◆ Vorliegende Zeilen
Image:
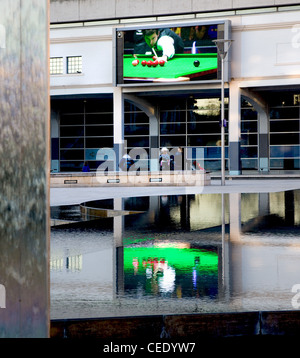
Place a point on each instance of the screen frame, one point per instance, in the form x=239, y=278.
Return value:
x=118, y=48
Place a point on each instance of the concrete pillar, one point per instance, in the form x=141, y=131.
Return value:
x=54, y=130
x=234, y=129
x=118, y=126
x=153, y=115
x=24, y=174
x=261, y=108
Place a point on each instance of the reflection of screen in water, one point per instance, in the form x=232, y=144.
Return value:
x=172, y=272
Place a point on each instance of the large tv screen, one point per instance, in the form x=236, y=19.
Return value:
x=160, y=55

* * *

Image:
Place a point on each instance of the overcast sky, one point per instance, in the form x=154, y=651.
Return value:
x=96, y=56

◆ Aufgabe
Gib die Zeilen ab der Zeile mit „Place a point on each instance of the large“ bis einschließlich der Zeile mit „x=160, y=55“ vollständig wieder. Multipliziere dabei nur die Koordinaten in den Antworten mit 0,65 und runde sie auf ganze Zahlen, Hälften aufwärts.

◆ Antwort
Place a point on each instance of the large tv screen, one point per instance, in the form x=236, y=19.
Return value:
x=104, y=36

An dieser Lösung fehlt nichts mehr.